Selected excerpt >>
## Begin
And because we could design an education system which encourages the mind to be so inquiring, rather than to be a mere knowledge-hoover which can, at regular intervals, be examined, such an active response to the world around us would become normal – not exceptional. And consider for a moment the after-life of a schooled students – how much more prepared, adept, adaptable and able to solve problems and contribute to day-to-day challenges might the young be as they go out into a world, where the jobs of tomorrow are not even in our wildest imaginings today. As Virgil noted, with such a developed enquiring mind the workforce of tomorrow will ‘fly’, because of their integrated schooling, ‘they think they can’.
If this is a pedagogic paradigm worth working towards then I think that the two key questions which arise are:
First, “…how to design and deliver a curriculum which best serves the students – rather than that which best serves politicians, educationalists, or school administrators?” I hope that my first Blog went some way to illustrate the power and common sense behind an integrated curriculum.
And second, “…how to open up students’ minds to the possibility that information is out there for them to find, discover, use, re-use and – sitting on the shoulders of giants – allow them to integrate those discoveries into their own knowledge-bank. And with their own new discoveries learners can develop their own thinking and their own individual skill-set – which all teachers hope will lead their students towards the best life they can possibly imagine?”
Three quotes bring me to the foundations on which my thinking is built:
…that ‘the purpose of education is to lead children towards intellectual development’ (Renner).
…that the aim of education is ‘learning to learn’ (Piaget).
and the third quote, which synthesises the first two:
…that the happiness of mankind comes from education for life, which is about learning how to develop mental facilities, how to express opinions and how to develop dialectic reasoning. What I call the ‘Socratic method’ or, as Leonard Nelson wrote, ‘making philosophers of students’. ‘Philosophers’ – a grand label, but one I think we should not shy away from pointing our students towards.
## End
Portion of a data file >>
## Begin
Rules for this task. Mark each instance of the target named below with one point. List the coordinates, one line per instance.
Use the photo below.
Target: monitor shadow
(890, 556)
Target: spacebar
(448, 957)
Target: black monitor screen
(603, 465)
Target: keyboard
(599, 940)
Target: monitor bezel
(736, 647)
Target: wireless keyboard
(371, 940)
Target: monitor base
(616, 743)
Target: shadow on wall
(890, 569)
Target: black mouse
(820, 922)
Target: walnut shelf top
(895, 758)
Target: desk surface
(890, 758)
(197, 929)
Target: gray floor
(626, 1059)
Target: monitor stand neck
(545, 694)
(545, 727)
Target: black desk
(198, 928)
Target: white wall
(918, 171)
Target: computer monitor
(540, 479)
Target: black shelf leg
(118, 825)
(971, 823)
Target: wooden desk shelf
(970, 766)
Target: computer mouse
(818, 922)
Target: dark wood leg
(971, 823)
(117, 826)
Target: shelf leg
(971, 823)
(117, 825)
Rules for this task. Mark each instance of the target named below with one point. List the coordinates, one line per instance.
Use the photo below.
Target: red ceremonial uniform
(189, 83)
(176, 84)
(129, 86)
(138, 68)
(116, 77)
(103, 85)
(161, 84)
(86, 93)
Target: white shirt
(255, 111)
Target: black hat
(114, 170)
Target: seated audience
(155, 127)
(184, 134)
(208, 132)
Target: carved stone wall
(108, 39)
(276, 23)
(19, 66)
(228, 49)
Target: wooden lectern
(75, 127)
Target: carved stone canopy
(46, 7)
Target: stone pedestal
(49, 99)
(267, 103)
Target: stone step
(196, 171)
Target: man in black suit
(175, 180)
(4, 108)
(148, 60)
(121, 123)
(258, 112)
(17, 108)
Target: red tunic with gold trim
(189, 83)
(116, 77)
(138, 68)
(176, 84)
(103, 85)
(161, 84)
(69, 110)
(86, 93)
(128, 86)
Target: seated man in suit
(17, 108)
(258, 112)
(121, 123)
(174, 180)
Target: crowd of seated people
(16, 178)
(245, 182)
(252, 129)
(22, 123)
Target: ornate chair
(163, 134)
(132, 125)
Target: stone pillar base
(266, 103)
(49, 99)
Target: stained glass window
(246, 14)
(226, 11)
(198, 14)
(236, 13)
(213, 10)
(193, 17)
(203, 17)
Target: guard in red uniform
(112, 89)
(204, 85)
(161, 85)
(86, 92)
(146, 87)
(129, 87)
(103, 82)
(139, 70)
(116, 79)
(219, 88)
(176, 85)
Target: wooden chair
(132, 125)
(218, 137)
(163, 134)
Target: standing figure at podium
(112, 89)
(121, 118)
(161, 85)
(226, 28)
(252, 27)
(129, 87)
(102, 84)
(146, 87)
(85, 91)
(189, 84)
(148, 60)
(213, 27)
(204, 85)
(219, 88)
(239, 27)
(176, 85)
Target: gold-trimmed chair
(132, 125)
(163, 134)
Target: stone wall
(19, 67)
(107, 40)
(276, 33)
## End
Exercises to complete >>
(a) Change the passage on education from "and the third" up to and including "our students towards." by putting "critical reasoning" where "dialectic reasoning" stands, and give that stretch again.
(b) For each statement, say whether the passage on education agrees with it. Give yes or no and quote the deciding words.
(i) Piaget is cited for the view that the aim of education is learning to learn.
(ii) The author wants a curriculum designed to serve school administrators best.
(iii) The author's thinking rests on three quotes.
(c) Resume the passage on education after its final sentence and carry its argument further.
The lines above are material of their own, apart from the passage on education.

Answer set >>
(a)
and the third quote, which synthesises the first two:
…that the happiness of mankind comes from education for life, which is about learning how to develop mental facilities, how to express opinions and how to develop critical reasoning. What I call the ‘Socratic method’ or, as Leonard Nelson wrote, ‘making philosophers of students’. ‘Philosophers’ – a grand label, but one I think we should not shy away from pointing our students towards.

(b)
(i) Yes: "…that the aim of education is ‘learning to learn’ (Piaget)."
(ii) No: "rather than that which best serves politicians, educationalists, or school administrators?"
(iii) Yes: "Three quotes bring me to the foundations on which my thinking is built"

(c)
Nelson’s thinking was a contemporised version of how Socrates examined ‘the reputed wisdom of anyone he happened to meet’. In the ‘marketplace’ (in our model, ‘the classroom’) Socrates began by asking the stranger a question. Following the strangers answer a series of other questions elicit more answers. At this point, the stranger either revises his initial answer, offers an entirely new answer, admits to being unable to say what he knows, professes his ignorance – or marches off in a ‘huff’…which is not what we want our students to do! (We do not need to push them that far.)
We want students to understand, and embrace the concept that, only through constant pressure to speak one’s mind, meet questions with judged answers, can the universal truth be understood that ‘non-knowledge’ is the first step on the road to ‘deep-learning’ – and that ‘non-knowledge’ does not equate to ‘failure’.
Finley (2005) advocates that the aim and objective of pedagogy is for children to embrace their understandings of themselves and society and in so doing ‘encourage them to imagine all that they can do and be in their lives’ (Ibid., p.690). Finley (2005) writes that the teacher’s task is to provide tools for constructing new autobiographical images – by taking students back to the past, in order to contextualise their present inheritance of a previous society’s discoveries, and then point learners towards exploration of their own possible futures. This is a humanistic way of thinking about an educational system which aims to empower students, rather than treat them like empty vessels into which facts are poured.
My research points me towards an integrated curriculum which is less about ‘knowledge transfer’ and more about ‘transformational knowledge’. I think that an integrated curriculum is mutually beneficial for the students and, my research showed, for the teachers too who get to know their students better. Teacher C noted that, “I feel really close to my form now. During form time I feel I really know those students. Coming together, doing very personal work…helping them to make discoveries, have stood me in really good stead”.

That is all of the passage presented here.